==== Entries provided
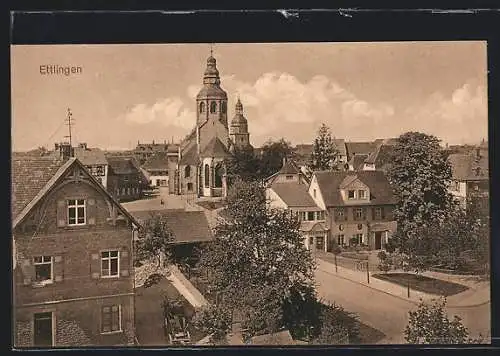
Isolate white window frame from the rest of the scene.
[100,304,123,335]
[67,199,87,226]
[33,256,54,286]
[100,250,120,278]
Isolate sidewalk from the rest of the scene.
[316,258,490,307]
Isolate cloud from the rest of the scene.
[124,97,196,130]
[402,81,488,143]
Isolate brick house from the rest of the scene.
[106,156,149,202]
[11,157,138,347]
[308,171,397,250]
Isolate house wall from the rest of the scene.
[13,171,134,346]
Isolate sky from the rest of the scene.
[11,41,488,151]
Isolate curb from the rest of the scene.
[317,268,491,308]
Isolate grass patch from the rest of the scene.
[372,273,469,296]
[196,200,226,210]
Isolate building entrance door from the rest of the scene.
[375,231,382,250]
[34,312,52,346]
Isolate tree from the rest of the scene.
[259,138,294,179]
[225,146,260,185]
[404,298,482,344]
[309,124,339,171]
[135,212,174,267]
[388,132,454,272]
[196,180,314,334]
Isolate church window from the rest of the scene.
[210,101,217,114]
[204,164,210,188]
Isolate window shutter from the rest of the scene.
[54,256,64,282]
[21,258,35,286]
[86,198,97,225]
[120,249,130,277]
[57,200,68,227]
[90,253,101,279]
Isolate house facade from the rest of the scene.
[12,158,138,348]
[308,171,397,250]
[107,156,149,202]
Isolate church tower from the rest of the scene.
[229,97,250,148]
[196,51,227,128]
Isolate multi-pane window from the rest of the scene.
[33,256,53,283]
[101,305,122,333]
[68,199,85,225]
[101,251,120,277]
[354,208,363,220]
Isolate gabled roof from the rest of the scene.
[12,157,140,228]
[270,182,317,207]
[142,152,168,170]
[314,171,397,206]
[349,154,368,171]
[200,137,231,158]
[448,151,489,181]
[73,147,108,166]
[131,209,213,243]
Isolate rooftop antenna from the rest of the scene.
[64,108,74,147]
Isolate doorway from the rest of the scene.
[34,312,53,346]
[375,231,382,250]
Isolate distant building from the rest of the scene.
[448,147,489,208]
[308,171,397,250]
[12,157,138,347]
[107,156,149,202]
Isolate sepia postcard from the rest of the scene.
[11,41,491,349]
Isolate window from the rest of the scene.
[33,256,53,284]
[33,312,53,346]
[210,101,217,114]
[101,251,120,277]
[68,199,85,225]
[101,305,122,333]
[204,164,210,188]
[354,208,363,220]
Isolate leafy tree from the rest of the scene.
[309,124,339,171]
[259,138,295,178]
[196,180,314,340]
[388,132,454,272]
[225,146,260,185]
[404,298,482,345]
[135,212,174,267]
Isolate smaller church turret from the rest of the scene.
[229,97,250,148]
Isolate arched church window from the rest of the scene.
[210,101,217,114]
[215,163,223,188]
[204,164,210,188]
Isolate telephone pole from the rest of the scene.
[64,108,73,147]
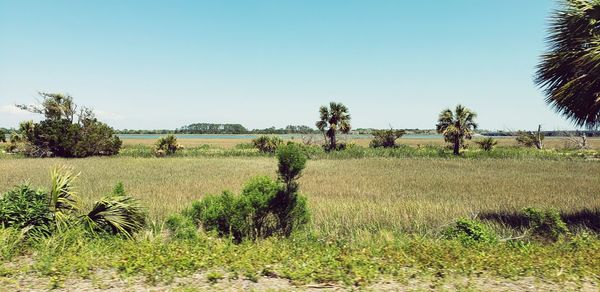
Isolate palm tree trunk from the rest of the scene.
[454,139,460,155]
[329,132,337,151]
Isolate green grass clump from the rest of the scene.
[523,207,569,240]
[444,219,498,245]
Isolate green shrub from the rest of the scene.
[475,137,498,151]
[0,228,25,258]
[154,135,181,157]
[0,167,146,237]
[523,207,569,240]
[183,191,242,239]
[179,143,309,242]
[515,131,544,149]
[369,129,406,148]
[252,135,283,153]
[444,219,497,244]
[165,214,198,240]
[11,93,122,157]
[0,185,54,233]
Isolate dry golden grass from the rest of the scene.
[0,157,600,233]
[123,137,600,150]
========
Please rewrite the entire listing above as a numbered list with one line per item. Skip blank lines and leave out the picture lines.

1. Isolate white window frame from the rest of the scene.
2. [100,304,123,335]
3. [67,199,87,226]
4. [33,256,54,286]
5. [100,250,120,278]
6. Isolate sidewalk from the rest of the scene.
7. [316,258,490,307]
8. Isolate cloud from the rest of the scene.
9. [124,97,196,130]
10. [402,81,488,143]
11. Isolate brick house from the rest of the scene.
12. [106,156,149,202]
13. [11,157,138,347]
14. [308,171,397,250]
15. Isolate house wall from the rest of the scene.
16. [13,171,134,346]
17. Isolate sky from the rest of the scene.
18. [11,41,488,151]
19. Isolate curb from the rest of the scene.
20. [317,268,491,308]
21. Isolate grass patch from the rest of the scene.
22. [372,273,469,296]
23. [196,200,226,210]
24. Isolate building entrance door from the rest of the scene.
25. [375,231,382,250]
26. [34,312,52,346]
27. Isolate tree from the rest of the scene.
28. [259,138,294,179]
29. [225,146,260,185]
30. [404,298,482,344]
31. [309,124,339,171]
32. [135,212,174,267]
33. [388,132,454,272]
34. [196,180,314,334]
35. Isolate church window from the rest of the scene.
36. [210,101,217,114]
37. [204,164,210,188]
38. Isolate window shutter from the rest of the scene.
39. [54,256,64,282]
40. [21,258,35,286]
41. [86,198,97,225]
42. [120,249,130,277]
43. [57,200,68,227]
44. [90,253,101,279]
45. Isolate house facade from the rest of the scene.
46. [12,158,138,348]
47. [308,171,397,250]
48. [107,156,149,202]
49. Isolate church tower from the rest of the scene.
50. [229,97,250,148]
51. [196,51,227,128]
52. Isolate multi-pane window from the rest of the scene.
53. [33,256,53,283]
54. [101,305,122,333]
55. [68,199,85,225]
56. [101,251,120,277]
57. [354,208,363,220]
58. Isolate gabled roof from the rest of the scene.
59. [12,157,140,228]
60. [270,182,317,207]
61. [142,152,168,170]
62. [314,171,397,206]
63. [349,154,368,171]
64. [200,137,231,158]
65. [448,151,489,181]
66. [73,147,108,166]
67. [131,209,213,243]
68. Isolate rooftop antenna from the rest of the scene.
69. [64,108,74,147]
70. Isolate doorway from the rest of the scene.
71. [34,312,53,346]
72. [375,231,382,250]
73. Isolate distant building from the rest of the scene.
74. [448,147,489,208]
75. [308,171,397,250]
76. [12,157,138,347]
77. [107,156,149,202]
78. Isolate sepia postcard from the rest of the scene.
79. [11,41,491,349]
80. Isolate window from the rest of the scene.
81. [33,256,53,284]
82. [33,312,53,346]
83. [210,101,217,114]
84. [101,251,120,277]
85. [68,199,85,225]
86. [101,305,122,333]
87. [204,164,210,188]
88. [354,208,363,220]
89. Isolate leafy tree from the rest of the scene.
90. [309,124,339,171]
91. [259,138,295,178]
92. [196,180,314,340]
93. [388,132,454,272]
94. [225,146,260,185]
95. [404,298,482,345]
96. [135,212,174,267]
97. Isolate smaller church turret from the rest of the scene.
98. [229,97,250,148]
99. Isolate arched church window from the rest of the scene.
100. [210,101,217,114]
101. [215,163,223,188]
102. [204,164,210,188]
103. Isolate telephone pole from the rest of the scene.
104. [64,108,73,147]
105. Isolate palm tree trunk from the rest of the scene.
106. [454,139,460,155]
107. [329,132,337,151]
108. Isolate green grass clump from the rest of the scene.
109. [523,207,569,240]
110. [444,219,498,245]
111. Isolate green shrub from the rest of the scene.
112. [475,137,498,151]
113. [0,228,25,258]
114. [154,135,181,157]
115. [0,167,146,237]
116. [523,207,569,240]
117. [183,191,242,239]
118. [179,143,309,242]
119. [515,131,544,149]
120. [369,129,406,148]
121. [252,135,283,153]
122. [444,219,497,244]
123. [165,214,198,240]
124. [11,93,122,157]
125. [0,185,54,233]
126. Isolate dry golden grass from the rest of the scene.
127. [0,157,600,233]
128. [123,137,600,150]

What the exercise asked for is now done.